PROBLEM REQUIREMENTS – Return every line of the entries that contains the string "plastic", with case counting.

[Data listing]
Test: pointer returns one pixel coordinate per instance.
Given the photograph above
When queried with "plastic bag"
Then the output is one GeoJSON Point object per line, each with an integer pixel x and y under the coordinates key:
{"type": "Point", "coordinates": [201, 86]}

--

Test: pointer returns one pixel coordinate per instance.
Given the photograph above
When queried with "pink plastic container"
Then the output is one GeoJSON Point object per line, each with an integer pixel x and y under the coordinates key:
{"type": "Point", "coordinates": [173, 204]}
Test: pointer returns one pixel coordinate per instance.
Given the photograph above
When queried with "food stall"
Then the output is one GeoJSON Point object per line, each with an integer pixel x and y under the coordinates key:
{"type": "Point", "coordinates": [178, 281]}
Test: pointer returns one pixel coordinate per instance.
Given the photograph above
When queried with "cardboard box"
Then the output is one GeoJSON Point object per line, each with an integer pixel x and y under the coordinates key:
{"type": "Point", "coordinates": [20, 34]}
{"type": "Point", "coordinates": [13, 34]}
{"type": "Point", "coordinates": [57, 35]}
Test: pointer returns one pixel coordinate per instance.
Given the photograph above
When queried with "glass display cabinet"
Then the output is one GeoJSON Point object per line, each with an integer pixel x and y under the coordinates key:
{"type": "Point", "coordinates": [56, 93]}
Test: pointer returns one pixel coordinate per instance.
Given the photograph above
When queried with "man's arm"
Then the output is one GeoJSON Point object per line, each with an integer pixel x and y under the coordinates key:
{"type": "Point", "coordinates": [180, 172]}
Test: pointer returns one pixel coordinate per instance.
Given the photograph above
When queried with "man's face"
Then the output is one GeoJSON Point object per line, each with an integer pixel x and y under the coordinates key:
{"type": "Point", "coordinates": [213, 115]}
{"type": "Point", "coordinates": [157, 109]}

ANSWER TO THIS EXERCISE –
When queried with "plastic bag"
When queried with "pink plastic container"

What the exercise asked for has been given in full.